SOURCE EXTRACT:
········
The Strange Case of Nuclear Power
What can you buy with just $1 per month?
Well, that's not enough for a daily coffee. No use buying gas. It's probably a good candy budget for someone on a diet.
In other words, $1 per month, $12 a year, isn't going to break the bank. Most of us would hardly notice it was gone.
So why people in Britain are using the cost of £12 a year as an excuse to continue lambasting the country's nuclear plant expansion I'll never understand.
A Little Perspective
In 2010, the British government announced the intention to build eight new nuclear power stations. In November 2012, a license was granted to begin planning one of these sites at Hinkley Point in Somerset, England.
Right now, Hinkley Point is made up of two plants: Hinkley Point A, which has been decommissioned, and Hinkley Point B.
Just last month, Hinkley Point C was finally given the go-ahead from Prime Minister Theresa May, but not before much deliberation on her part. And before she even got her hands on it, the country's liberal party was pushing to kill the nuclear project altogether!
Now, to explain why that's a ridiculous thing to do, let's start with why the project was proposed in the first place.
The population in the UK is growing at about 0.5% per year. Projections from last year estimate that the population will grow by about 10 million people by 2039, and every one of them is going to need access to electricity.
········
WORK TASK 1: In the nuclear power article, rewrite the stretch from "The Strange Case" through "Hinkley Point B.", replacing "Britain" with "the United Kingdom".
WORK TASK 2: Sum up the nuclear power article in two sentences.
········
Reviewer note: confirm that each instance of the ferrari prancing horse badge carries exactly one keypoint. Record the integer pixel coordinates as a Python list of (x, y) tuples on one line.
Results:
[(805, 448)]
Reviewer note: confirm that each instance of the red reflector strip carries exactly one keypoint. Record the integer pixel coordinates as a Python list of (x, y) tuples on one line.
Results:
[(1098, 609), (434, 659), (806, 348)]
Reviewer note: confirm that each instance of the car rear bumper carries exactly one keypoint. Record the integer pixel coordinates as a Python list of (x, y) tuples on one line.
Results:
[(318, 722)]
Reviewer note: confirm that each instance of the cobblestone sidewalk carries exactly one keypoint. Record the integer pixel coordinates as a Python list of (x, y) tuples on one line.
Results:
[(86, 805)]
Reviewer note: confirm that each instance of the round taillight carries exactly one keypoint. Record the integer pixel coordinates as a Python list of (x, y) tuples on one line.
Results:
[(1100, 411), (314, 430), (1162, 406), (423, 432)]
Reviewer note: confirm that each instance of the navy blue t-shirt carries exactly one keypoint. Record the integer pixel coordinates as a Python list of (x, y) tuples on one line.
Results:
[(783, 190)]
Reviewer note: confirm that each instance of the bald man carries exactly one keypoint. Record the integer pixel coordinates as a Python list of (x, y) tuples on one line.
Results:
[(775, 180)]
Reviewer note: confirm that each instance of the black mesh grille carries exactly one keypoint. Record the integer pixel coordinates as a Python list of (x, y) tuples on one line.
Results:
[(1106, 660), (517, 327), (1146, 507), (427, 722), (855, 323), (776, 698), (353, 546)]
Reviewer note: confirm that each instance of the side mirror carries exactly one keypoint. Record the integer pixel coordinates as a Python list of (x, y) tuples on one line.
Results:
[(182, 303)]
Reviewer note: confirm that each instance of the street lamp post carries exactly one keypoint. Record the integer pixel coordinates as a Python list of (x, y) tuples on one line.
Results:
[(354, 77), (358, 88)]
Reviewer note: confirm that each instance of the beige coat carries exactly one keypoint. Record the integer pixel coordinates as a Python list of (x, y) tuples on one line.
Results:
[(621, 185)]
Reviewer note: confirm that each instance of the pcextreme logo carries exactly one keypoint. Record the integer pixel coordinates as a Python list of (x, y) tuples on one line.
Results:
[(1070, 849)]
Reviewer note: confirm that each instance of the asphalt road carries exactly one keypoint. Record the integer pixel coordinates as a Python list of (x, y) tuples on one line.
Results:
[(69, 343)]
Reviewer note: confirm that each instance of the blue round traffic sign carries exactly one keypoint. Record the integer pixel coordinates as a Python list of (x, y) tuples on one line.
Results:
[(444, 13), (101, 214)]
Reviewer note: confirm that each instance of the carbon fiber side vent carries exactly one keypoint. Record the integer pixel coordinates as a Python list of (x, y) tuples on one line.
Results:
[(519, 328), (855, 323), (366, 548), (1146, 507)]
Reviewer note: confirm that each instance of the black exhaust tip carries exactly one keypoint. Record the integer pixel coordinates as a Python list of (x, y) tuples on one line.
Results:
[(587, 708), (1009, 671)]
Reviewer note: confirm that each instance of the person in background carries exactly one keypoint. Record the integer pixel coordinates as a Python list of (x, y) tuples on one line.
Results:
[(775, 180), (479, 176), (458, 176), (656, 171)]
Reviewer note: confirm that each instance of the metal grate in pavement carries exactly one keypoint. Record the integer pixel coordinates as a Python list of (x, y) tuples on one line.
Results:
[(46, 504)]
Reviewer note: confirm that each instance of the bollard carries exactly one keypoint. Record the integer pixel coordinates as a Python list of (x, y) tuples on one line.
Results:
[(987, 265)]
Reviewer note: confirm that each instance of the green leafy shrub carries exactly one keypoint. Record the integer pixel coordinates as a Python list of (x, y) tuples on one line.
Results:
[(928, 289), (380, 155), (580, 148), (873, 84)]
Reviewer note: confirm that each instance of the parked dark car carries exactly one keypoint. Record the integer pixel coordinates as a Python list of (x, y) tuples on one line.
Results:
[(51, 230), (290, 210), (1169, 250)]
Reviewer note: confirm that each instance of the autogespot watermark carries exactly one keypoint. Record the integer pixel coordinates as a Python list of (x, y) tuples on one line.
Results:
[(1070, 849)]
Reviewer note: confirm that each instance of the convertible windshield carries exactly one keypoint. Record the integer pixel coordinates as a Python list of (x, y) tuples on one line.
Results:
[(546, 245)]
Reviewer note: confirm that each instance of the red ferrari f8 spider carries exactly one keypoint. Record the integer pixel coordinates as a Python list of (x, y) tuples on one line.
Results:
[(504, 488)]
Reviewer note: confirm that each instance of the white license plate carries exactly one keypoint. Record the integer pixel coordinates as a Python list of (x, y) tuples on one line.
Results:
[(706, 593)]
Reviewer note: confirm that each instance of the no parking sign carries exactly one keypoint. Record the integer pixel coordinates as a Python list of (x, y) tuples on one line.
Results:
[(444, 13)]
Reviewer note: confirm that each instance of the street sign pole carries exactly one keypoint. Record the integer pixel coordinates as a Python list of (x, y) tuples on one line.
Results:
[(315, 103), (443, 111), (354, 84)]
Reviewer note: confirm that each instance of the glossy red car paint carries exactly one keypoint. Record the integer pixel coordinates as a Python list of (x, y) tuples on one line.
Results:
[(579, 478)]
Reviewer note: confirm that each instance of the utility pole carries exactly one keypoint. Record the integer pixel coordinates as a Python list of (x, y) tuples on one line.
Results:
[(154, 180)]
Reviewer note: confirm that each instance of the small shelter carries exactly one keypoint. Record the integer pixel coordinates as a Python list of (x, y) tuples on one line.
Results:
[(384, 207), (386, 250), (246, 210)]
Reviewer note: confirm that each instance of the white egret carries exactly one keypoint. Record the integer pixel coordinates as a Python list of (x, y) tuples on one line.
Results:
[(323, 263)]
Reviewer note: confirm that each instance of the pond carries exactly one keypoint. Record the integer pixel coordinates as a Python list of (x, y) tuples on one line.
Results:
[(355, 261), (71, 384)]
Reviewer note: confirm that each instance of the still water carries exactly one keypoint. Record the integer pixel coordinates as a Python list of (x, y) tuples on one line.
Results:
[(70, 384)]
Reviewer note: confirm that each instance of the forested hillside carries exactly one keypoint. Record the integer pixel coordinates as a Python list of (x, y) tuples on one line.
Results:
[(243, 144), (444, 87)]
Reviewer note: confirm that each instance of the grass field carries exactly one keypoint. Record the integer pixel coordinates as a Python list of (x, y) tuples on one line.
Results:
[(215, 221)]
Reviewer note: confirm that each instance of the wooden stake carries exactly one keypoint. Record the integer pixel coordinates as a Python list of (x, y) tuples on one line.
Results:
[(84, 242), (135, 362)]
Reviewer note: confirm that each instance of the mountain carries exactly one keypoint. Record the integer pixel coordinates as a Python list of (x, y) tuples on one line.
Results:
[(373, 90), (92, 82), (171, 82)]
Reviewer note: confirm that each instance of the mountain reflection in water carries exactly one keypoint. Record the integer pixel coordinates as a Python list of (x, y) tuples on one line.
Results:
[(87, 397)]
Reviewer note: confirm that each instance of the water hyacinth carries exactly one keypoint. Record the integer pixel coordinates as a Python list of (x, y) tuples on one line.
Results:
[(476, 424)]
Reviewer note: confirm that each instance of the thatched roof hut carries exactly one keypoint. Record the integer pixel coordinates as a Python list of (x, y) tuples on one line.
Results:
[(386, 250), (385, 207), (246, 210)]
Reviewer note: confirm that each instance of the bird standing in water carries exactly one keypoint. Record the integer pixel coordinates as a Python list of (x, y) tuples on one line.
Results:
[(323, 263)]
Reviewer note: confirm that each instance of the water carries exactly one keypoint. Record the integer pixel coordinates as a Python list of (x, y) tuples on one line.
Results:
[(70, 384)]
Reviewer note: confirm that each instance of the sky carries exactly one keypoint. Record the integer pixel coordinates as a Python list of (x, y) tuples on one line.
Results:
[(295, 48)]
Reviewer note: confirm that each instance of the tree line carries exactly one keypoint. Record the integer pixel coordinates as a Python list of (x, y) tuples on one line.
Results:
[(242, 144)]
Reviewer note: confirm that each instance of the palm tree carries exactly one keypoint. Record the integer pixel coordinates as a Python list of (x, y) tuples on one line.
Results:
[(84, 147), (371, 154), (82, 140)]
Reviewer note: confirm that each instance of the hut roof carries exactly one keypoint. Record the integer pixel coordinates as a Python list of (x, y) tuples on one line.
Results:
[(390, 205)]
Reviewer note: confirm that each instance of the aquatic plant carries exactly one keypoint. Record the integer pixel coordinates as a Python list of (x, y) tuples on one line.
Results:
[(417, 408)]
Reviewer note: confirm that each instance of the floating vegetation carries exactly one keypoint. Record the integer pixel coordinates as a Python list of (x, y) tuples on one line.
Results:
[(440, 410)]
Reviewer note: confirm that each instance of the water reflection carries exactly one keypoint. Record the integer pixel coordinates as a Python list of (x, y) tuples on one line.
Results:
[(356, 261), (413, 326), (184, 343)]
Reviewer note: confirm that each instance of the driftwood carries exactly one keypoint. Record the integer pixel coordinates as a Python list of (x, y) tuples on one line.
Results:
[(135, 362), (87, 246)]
········
YOUR RESPONSE 1:
The Strange Case of Nuclear Power
What can you buy with just $1 per month?
Well, that's not enough for a daily coffee. No use buying gas. It's probably a good candy budget for someone on a diet.
In other words, $1 per month, $12 a year, isn't going to break the bank. Most of us would hardly notice it was gone.
So why people in the United Kingdom are using the cost of £12 a year as an excuse to continue lambasting the country's nuclear plant expansion I'll never understand.
A Little Perspective
In 2010, the British government announced the intention to build eight new nuclear power stations. In November 2012, a license was granted to begin planning one of these sites at Hinkley Point in Somerset, England.
Right now, Hinkley Point is made up of two plants: Hinkley Point A, which has been decommissioned, and Hinkley Point B.

YOUR RESPONSE 2: The article argues that a cost of £12 a year is a poor excuse for people in Britain to keep attacking the country's nuclear plant expansion. It notes that the government announced eight new nuclear power stations in 2010, that Prime Minister Theresa May approved Hinkley Point C, and that the UK population is projected to grow by about 10 million people by 2039, all of whom will need electricity.